> **EXERCISE REQUIREMENTS**
#1 From the passage on federal tax liens and levies, list the things that a tax levy usually involves seizing or garnishing.
#2 Swap "Indicate" for "Mark" in the entries, starting at the line that contains "In the photo above, where can the orchard" and stopping after the last line of the entries. Give those lines again with nothing else changed.

> **DOCUMENT PASSAGE**
Massachusetts residents who cannot afford to meet their obligations to the IRS could find themselves facing a variety of repercussions. Two of the possible consequences are federal tax liens and tax levies. Some people use the terms "lien" and "levy" interchangeably, but they are different.

When the IRS uses a tax levy to satisfy unpaid taxes, it actually seizes property. This usually involves seizing bank accounts, seizing property and/or garnishing a taxpayer's wages. This action is often taken after a tax lien.

When the government puts a lien on an individual's property, it is claiming an interest in it. For instance, many tax liens are on real estate, but could include other assets. A tax lien on a Massachusetts resident's home could prevent its sale as long as the lien is active. It could even interfere with a homeowner's attempts to refinance the mortgage loan.

The only way to eliminate a tax lien or a tax levy is to somehow satisfy the tax debt. For those taxpayers who cannot pay what they owe outright, it might be possible to enter into an agreement with the IRS such as an installment agreement or an offer in compromise. Depending on the situation, it may even be possible to have the IRS stop collection efforts until the taxpayer's financial situation improves. It may also be appropriate to appeal it.

The most important thing to do when it comes to federal tax liens or levies is not to ignore them. The impact on a taxpayer's finances could be devastating, if not now, then in the future. Even when they do not necessarily impact an individual's credit rating, they do have certain ramifications that could cause irreparable damage directly or indirectly.

> **INPUT DATA**
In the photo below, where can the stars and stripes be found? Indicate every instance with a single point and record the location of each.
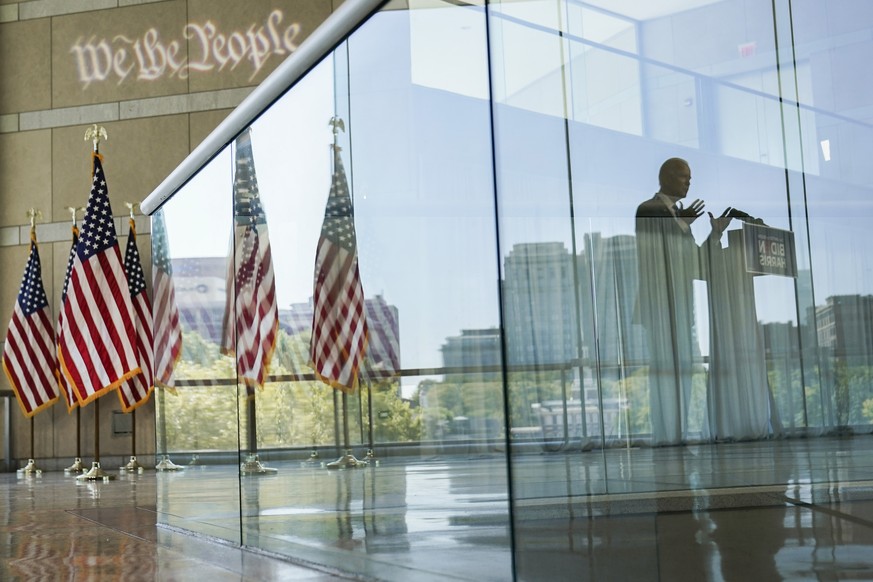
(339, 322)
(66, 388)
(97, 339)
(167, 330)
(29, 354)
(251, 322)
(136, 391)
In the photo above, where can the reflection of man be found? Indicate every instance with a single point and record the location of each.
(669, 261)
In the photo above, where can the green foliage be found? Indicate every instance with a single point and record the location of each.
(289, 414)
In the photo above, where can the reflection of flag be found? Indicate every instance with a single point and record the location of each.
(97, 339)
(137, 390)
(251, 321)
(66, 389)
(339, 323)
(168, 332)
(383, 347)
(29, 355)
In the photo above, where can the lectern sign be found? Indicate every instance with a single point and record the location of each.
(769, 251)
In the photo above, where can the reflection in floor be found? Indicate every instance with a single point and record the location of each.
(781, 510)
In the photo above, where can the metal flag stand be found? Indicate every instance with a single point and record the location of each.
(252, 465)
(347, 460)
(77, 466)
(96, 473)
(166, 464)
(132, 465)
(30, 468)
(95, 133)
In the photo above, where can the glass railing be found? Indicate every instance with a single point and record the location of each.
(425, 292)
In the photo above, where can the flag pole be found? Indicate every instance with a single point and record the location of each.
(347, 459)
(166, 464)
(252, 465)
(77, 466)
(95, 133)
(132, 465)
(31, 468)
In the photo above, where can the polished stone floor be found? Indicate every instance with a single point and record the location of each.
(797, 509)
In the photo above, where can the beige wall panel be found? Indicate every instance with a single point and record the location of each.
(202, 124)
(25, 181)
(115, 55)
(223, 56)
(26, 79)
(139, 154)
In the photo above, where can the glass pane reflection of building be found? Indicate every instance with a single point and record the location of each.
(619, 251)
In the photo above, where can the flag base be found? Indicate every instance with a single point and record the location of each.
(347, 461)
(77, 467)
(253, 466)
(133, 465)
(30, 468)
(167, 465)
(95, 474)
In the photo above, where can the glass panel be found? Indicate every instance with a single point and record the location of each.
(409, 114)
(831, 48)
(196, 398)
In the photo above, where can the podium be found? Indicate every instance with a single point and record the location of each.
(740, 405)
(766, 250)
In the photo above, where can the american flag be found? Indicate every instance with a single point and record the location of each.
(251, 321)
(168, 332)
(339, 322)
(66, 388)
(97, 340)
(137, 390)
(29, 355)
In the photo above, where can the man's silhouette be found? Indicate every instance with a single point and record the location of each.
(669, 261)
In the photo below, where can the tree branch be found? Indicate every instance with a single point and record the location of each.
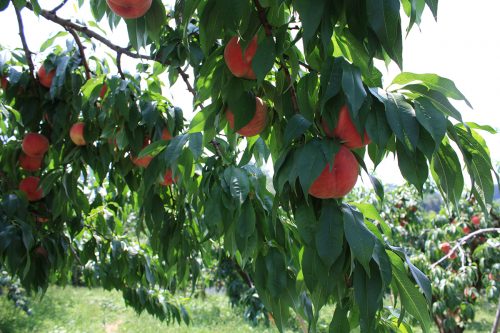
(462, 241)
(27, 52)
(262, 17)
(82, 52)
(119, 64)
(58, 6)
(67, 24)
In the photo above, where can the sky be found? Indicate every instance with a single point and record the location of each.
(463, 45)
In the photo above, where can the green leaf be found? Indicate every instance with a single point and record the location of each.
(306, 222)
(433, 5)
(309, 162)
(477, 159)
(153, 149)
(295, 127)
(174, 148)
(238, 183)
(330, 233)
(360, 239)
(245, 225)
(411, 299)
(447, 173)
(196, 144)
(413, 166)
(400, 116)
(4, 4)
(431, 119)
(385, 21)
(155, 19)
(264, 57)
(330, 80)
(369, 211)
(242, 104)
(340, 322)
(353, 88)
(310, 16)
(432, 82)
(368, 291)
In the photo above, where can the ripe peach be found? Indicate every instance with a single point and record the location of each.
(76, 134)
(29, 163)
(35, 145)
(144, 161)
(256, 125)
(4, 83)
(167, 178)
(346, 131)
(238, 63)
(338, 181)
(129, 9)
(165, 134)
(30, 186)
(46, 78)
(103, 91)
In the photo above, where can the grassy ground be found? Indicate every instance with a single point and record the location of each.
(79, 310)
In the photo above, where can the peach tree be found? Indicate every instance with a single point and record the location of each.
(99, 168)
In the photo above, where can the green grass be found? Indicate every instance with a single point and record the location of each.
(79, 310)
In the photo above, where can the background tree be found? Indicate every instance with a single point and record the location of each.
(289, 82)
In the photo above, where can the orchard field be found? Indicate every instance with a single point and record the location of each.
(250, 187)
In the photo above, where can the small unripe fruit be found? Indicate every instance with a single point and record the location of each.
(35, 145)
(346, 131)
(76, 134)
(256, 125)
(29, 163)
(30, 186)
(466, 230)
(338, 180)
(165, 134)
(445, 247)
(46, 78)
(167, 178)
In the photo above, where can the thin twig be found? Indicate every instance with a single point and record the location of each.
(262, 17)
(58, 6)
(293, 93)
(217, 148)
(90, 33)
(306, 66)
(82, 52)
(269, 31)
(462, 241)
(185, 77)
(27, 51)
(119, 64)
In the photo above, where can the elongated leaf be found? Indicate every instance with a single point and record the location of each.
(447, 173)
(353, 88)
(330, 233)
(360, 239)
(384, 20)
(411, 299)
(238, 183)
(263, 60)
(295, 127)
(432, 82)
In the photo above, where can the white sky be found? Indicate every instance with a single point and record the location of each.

> **PER-TASK OUTPUTS**
#1
- Bank accounts
- Property
- A taxpayer's wages (garnished)

#2
In the photo above, where can the orchard field be found? Mark every instance with a single point and record the location of each.
(250, 187)
In the photo above, where can the small unripe fruit be found? Mark every instance with a single point and record the location of each.
(35, 145)
(346, 131)
(76, 134)
(256, 125)
(29, 163)
(30, 186)
(466, 230)
(338, 180)
(165, 134)
(445, 247)
(46, 78)
(167, 178)
In the photo above, where can the thin twig be found? Mark every instance with a single point and record the location of each.
(262, 17)
(58, 6)
(293, 93)
(217, 148)
(90, 33)
(306, 66)
(82, 52)
(269, 31)
(462, 241)
(185, 77)
(27, 51)
(119, 64)
In the photo above, where can the elongated leaf be found? Mark every instance with a single point and record the location of each.
(447, 173)
(353, 88)
(330, 233)
(360, 239)
(384, 20)
(411, 299)
(238, 183)
(263, 60)
(295, 127)
(432, 82)
In the photo above, where can the white sky be found? Mark every instance with a single point and record the location of each.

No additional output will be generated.